Recorded data:
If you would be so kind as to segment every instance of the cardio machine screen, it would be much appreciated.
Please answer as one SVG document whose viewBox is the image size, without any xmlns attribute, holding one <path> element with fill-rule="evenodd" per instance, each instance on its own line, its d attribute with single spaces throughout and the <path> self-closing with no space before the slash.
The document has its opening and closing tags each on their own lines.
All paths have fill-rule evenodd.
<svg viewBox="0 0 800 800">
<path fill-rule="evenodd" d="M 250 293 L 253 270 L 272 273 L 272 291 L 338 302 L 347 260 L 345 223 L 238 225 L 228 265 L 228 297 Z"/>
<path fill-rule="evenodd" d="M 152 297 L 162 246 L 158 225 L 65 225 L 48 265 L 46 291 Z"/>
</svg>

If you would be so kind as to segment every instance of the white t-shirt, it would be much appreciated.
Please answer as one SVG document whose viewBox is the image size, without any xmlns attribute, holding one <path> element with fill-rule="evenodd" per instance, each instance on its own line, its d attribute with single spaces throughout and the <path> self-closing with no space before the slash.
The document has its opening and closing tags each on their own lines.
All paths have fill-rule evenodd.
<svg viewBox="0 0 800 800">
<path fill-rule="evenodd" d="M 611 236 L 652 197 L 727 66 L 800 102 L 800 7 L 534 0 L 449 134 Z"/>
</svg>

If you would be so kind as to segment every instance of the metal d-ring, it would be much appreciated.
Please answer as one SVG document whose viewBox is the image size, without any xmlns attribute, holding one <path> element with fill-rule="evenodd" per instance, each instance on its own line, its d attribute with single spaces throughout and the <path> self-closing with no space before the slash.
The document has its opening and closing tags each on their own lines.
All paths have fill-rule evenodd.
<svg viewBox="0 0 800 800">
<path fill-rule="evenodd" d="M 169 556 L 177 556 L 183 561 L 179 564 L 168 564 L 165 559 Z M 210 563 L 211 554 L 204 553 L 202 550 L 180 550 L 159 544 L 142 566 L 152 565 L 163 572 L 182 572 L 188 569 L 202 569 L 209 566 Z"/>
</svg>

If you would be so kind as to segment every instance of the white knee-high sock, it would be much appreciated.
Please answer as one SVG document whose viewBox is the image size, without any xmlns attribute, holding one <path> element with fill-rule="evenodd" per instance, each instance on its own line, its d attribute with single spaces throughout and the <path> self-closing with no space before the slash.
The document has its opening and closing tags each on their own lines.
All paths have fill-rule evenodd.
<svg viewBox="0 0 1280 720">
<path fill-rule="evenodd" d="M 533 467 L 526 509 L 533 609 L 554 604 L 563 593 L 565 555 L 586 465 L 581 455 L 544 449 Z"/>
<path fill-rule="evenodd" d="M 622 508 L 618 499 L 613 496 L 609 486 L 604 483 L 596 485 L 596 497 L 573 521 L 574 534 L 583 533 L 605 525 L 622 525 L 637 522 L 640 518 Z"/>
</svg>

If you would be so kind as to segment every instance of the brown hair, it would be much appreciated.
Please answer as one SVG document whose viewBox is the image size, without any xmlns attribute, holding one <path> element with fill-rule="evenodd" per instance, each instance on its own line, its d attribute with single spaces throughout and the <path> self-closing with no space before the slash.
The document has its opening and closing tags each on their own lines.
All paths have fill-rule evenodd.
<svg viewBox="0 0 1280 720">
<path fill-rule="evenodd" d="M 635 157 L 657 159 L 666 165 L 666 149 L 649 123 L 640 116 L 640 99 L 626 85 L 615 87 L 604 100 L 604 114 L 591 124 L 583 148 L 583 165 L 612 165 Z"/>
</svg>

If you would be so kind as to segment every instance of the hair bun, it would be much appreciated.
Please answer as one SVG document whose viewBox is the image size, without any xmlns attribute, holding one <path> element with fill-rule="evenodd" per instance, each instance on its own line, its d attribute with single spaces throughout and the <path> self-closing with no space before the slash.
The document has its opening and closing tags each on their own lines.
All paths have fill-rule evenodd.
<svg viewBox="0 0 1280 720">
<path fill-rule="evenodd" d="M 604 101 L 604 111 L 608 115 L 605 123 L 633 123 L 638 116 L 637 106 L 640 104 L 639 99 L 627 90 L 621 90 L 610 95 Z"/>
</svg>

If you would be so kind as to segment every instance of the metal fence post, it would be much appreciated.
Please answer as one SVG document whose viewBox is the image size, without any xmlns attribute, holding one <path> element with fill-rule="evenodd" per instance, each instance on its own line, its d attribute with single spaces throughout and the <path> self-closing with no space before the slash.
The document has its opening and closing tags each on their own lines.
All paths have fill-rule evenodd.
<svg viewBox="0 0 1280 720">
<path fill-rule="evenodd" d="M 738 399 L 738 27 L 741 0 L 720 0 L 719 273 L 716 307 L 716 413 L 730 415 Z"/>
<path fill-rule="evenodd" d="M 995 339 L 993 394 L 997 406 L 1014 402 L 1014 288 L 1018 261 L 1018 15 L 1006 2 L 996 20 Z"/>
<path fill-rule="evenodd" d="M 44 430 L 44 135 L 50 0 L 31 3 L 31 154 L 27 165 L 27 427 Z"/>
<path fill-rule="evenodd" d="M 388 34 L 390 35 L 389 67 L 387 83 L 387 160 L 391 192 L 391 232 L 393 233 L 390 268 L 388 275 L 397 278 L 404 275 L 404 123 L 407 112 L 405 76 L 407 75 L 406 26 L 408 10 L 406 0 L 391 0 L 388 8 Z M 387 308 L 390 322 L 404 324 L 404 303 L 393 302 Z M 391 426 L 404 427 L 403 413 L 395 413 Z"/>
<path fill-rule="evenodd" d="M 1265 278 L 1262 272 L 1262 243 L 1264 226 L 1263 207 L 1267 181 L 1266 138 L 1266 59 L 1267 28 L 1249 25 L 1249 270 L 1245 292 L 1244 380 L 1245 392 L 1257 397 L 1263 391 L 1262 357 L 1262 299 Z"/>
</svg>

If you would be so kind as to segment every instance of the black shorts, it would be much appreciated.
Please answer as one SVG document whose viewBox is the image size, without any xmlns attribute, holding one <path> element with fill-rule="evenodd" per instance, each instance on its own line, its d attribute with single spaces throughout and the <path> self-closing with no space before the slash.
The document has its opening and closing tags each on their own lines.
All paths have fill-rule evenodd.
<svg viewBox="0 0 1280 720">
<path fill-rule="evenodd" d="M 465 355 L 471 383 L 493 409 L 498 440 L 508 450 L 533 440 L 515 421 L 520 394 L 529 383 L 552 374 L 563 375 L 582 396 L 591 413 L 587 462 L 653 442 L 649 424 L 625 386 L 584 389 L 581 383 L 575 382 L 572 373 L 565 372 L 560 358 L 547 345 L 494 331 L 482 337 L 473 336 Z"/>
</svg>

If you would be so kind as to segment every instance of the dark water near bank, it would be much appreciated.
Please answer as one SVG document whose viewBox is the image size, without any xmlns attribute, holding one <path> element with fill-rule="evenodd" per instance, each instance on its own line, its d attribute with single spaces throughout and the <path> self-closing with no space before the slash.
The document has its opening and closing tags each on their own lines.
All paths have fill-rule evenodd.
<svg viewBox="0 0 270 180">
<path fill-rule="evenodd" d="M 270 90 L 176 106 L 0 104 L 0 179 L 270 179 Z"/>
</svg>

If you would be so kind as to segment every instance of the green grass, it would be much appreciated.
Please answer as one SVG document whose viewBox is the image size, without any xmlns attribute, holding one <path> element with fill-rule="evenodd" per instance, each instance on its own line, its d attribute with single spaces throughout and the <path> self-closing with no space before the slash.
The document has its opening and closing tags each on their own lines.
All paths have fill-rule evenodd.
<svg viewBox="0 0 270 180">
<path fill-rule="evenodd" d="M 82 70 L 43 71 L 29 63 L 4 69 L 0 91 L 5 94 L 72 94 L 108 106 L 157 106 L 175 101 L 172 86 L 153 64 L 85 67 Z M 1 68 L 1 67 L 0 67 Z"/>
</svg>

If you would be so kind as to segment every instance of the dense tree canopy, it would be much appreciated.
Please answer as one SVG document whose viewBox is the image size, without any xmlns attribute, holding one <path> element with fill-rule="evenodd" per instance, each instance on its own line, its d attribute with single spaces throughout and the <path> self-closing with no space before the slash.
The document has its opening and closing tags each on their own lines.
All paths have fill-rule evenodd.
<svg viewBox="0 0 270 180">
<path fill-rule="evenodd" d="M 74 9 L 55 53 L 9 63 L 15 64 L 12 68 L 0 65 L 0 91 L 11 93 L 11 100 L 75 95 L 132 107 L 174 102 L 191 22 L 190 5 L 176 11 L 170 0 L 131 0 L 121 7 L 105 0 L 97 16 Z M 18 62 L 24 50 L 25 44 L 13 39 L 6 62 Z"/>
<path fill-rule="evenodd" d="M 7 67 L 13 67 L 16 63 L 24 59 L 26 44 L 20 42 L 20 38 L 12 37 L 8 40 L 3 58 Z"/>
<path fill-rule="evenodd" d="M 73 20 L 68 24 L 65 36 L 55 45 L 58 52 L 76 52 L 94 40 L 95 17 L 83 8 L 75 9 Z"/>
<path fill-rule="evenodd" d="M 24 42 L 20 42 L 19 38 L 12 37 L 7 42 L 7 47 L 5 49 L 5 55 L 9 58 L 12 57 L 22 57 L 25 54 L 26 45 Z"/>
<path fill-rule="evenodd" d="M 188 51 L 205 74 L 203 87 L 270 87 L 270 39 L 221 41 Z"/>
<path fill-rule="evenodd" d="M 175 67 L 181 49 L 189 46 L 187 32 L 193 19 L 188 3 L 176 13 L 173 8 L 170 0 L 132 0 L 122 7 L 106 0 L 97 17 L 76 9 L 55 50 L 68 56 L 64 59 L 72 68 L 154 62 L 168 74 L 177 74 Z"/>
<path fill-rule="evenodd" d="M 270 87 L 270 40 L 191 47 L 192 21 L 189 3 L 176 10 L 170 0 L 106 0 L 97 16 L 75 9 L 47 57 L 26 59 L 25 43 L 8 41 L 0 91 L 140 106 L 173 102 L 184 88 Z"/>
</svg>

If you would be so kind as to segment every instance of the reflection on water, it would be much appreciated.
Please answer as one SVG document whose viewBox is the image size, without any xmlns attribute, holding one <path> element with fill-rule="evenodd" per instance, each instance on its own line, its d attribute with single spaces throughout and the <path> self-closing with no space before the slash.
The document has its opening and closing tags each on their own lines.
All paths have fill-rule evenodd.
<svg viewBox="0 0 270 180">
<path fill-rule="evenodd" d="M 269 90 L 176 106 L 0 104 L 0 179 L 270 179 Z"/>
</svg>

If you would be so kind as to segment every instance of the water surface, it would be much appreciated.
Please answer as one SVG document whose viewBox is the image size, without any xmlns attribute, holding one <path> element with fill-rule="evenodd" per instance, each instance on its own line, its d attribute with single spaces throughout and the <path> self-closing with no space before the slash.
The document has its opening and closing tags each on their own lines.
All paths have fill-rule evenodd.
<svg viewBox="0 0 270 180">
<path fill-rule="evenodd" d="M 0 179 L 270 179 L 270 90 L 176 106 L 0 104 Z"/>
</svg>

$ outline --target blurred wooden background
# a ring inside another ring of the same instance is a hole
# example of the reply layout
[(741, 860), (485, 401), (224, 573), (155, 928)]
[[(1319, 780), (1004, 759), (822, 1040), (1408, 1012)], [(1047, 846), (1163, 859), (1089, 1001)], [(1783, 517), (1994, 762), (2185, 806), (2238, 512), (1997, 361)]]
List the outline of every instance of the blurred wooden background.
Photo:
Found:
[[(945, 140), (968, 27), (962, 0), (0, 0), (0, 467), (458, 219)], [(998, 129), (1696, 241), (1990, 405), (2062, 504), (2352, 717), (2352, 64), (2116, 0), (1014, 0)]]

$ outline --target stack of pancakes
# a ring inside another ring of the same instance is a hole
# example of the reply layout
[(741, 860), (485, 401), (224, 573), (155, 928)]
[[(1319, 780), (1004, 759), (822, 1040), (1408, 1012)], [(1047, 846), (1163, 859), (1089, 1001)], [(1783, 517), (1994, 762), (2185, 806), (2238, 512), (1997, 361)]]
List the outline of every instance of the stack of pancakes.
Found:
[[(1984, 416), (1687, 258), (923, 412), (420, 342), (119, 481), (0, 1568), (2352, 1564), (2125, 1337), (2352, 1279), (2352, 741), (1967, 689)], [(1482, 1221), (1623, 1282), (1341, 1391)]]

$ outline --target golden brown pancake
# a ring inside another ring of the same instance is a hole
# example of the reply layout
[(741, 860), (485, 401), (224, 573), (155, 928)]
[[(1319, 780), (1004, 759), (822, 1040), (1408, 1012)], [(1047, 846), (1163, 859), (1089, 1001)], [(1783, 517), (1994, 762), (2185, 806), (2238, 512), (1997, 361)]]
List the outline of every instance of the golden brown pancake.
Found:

_WHAT THE TASK ASKS_
Report how many lines of the entries include the word "stack", and let the number stand alone.

_ANSWER SECTION_
2